▸ Exercise description: Retype precisely the section of the data that starts at the line containing "Teacher note to the class: pick out the lamp shade" and runs to its final line, ends included.
[Begin]
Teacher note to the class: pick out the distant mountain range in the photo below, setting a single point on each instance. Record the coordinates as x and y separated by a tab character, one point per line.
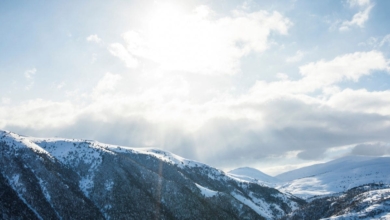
54	178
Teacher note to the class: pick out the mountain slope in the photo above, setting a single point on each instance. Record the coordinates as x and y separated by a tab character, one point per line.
371	201
336	176
253	175
78	179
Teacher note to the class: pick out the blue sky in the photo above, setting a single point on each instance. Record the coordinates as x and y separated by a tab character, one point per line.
270	84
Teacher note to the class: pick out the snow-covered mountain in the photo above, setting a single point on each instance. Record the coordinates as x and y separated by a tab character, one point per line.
254	175
369	201
52	178
336	176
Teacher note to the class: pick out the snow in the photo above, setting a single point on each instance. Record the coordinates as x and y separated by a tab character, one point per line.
108	185
253	175
206	192
378	207
259	209
335	176
86	183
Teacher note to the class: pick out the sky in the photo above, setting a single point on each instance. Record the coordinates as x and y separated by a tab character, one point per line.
273	85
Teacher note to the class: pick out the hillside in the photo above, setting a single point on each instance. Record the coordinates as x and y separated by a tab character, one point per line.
336	176
57	178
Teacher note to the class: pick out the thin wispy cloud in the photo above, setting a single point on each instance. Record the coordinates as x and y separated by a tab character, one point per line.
361	17
264	85
94	38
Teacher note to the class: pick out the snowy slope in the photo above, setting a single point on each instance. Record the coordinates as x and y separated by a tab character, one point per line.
254	175
370	201
53	177
336	176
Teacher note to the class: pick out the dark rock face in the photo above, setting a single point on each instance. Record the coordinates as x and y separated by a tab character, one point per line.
76	179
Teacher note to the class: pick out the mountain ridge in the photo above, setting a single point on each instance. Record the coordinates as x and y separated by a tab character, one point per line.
63	178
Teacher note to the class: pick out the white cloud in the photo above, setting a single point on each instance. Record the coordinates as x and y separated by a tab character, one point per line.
93	38
361	101
5	100
322	74
296	58
60	85
353	3
360	18
198	43
120	51
30	73
385	40
106	84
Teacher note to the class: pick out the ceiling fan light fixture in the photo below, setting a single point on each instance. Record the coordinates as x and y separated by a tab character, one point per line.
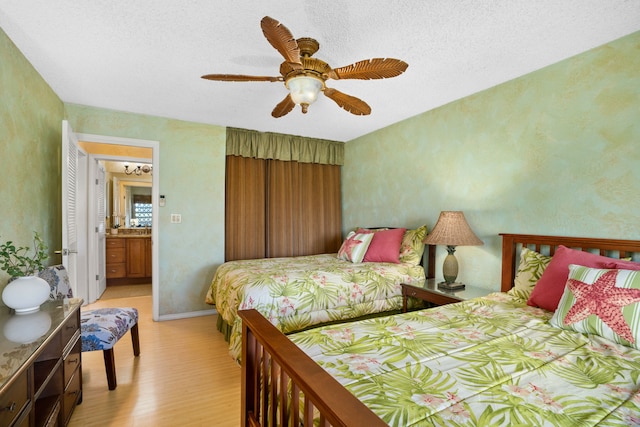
304	90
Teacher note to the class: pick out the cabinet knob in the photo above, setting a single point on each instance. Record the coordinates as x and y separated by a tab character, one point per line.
10	408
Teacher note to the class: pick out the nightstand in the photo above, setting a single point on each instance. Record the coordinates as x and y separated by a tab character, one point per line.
428	291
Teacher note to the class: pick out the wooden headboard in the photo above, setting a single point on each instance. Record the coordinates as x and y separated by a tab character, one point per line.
547	245
271	362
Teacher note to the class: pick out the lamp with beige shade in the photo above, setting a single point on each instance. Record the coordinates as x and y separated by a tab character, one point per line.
451	230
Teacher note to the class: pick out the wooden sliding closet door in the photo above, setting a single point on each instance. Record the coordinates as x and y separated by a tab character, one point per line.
281	208
304	215
245	217
320	214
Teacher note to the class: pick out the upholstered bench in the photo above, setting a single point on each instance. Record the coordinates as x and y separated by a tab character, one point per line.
100	328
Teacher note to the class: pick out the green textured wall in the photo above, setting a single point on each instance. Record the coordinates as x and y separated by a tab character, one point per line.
30	154
192	163
554	152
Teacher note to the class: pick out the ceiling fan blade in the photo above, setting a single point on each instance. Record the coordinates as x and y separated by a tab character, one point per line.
284	107
350	103
281	39
376	68
241	78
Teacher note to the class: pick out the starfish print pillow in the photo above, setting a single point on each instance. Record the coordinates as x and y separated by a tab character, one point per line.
602	302
355	246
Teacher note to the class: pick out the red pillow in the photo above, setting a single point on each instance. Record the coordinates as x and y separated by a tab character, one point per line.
620	264
548	291
385	246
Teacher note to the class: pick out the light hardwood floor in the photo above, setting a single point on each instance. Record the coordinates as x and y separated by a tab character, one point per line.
183	376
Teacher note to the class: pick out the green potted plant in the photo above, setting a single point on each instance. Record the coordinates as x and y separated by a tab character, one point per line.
26	291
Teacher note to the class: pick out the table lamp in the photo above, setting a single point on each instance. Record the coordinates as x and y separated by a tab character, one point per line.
451	230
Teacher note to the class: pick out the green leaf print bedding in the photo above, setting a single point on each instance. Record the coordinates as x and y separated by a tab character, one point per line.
295	293
491	361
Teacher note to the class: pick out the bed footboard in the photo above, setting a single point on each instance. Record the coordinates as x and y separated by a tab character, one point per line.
272	364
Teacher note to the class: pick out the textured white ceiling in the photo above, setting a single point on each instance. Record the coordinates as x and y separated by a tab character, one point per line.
147	56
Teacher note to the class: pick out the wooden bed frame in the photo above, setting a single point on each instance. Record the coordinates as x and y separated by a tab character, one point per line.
272	363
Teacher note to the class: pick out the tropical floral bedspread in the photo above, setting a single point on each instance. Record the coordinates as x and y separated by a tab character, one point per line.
491	361
298	292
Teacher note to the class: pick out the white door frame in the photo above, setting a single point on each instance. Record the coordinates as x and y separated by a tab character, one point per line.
155	198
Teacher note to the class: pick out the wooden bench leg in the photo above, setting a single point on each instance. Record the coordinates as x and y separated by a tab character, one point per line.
110	367
135	339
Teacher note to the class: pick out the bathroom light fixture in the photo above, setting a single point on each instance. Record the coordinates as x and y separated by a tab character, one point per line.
451	230
139	170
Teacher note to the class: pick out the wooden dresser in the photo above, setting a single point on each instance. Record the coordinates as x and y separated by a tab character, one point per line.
128	259
40	365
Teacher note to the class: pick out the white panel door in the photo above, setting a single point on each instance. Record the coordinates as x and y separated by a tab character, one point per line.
100	230
69	202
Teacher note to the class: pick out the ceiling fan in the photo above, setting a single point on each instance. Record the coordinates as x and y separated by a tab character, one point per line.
305	76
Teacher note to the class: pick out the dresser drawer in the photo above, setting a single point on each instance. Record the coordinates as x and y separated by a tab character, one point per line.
71	395
115	243
13	401
116	271
115	255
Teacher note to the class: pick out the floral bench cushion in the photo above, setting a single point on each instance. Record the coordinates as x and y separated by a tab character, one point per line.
103	327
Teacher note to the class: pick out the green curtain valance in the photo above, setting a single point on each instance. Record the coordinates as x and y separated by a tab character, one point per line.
267	145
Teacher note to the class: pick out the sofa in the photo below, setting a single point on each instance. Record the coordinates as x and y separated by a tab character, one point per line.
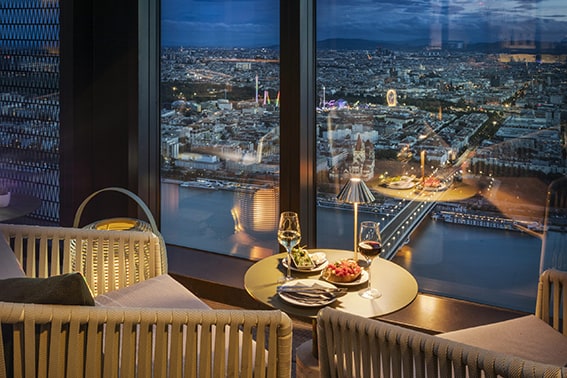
528	346
104	306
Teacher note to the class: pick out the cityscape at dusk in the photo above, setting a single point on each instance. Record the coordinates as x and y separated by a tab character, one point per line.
472	92
252	23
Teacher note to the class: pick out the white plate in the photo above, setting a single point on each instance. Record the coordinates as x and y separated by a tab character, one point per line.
317	268
360	280
307	282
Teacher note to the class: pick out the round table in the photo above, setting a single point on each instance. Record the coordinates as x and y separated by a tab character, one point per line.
19	206
397	285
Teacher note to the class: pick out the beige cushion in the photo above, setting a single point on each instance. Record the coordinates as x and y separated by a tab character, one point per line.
161	291
9	265
527	337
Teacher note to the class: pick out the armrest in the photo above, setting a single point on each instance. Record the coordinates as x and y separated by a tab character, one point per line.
551	303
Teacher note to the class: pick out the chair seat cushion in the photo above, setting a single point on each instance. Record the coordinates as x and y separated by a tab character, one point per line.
162	291
527	337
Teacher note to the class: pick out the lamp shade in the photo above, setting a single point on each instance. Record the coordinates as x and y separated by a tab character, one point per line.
355	191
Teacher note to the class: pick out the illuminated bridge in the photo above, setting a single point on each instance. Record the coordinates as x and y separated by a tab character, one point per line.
398	230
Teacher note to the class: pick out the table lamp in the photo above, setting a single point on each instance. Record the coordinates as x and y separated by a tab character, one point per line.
355	191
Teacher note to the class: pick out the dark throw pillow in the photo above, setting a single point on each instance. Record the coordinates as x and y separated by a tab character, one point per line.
65	289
[End]
▸ Output for this exercise:
Teacher note to the class: pick out the lamp shade in the photo above, setting a single point on each instance. Record the coordinates as x and y separated by a tab character, one point per line.
355	191
Teacher note to the class: pick out the illuminated bridge in the photo above, setting a single point on each instance. Record the coordinates as x and y separated by a tab character, one point per line.
398	230
Teacher note to the class: pick out the table lamp in the photo above, setting a single point on each instance. Record the coordinates as x and y separated by a tab character, one point per line.
355	191
Teacher note to the class: pick out the dark throw pillow in the photo above, setting a single point on each instance. Record the coordinates as x and y separated by a tab character, one point per line.
65	289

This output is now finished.